28 Şubat, siyasal İslamcı hareket açısından çok verimli bir istismar ögesidir. Üstelik bu istismar, dinci hareketin siyaset alanını ilk ele geçirdiği momentumla sınırlı kalmamıştır. Bu istismarlar boyunca sergilenen fırsatçılıklar ve ikiyüzlülükler ise siyasal İslamcı kadroların siyasi davranış kodlarını ortaya koymak bakımından çok öğreticidir.

28 Şubat: Bir dönüm noktası üzerine

Oğuz Oyan

Bugün 28 Şubat 1997'nin üzerinden tamı tamına 24 yıl geçmiş oluyor. 28 Şubat'ı en fazla bir "dolaylı müdahale" olarak sınıflandırmak mümkün olabilir. Zira Milli Güvenlik Kurulu (MGK) tavsiye kararlarından ancak 4 ay sonra "Refahyol" Hükümeti düşecek ve parlamento içinden bir sivil çözüm çıkacaktır. Oysa 1960 ve 1980 darbelerinde askerler iktidara doğrudan gelmişlerdir. Hatta 12 Mart 1971 darbesindeki gibi askerlerin hükümeti düşürüp bir teknokratlar hükümeti dayatmalarında olduğu gibi siyasetin doğrudan askeri vesayet altına sokulmasından dahi bahsedilemez.

- Yapılacak işler -
a) 28 Şubat yazısına göre "Refahyol" Hükümeti, MGK tavsiye kararlarından kaç ay sonra düşmüştür?
b) 28 Şubat yazısından bir bölümü aynen çoğaltın: "28 Şubat: Bir" sözlerinin geçtiği yerden başlayın, "sokulmasından dahi bahsedilemez." sözlerinden sonra durun.
Satırların bu işle hiçbir ilgisi yoktur.

- Veri bölümü -
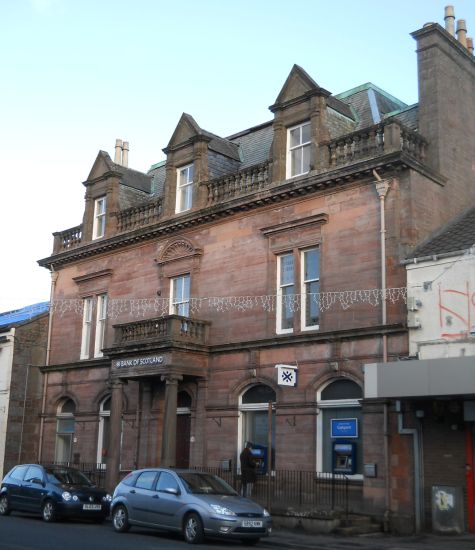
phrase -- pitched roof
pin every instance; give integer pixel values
(26, 313)
(457, 236)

- Çözülen görevler -
a) 4 ay sonra.

b)
28 Şubat: Bir dönüm noktası üzerine

Oğuz Oyan

Bugün 28 Şubat 1997'nin üzerinden tamı tamına 24 yıl geçmiş oluyor. 28 Şubat'ı en fazla bir "dolaylı müdahale" olarak sınıflandırmak mümkün olabilir. Zira Milli Güvenlik Kurulu (MGK) tavsiye kararlarından ancak 4 ay sonra "Refahyol" Hükümeti düşecek ve parlamento içinden bir sivil çözüm çıkacaktır. Oysa 1960 ve 1980 darbelerinde askerler iktidara doğrudan gelmişlerdir. Hatta 12 Mart 1971 darbesindeki gibi askerlerin hükümeti düşürüp bir teknokratlar hükümeti dayatmalarında olduğu gibi siyasetin doğrudan askeri vesayet altına sokulmasından dahi bahsedilemez.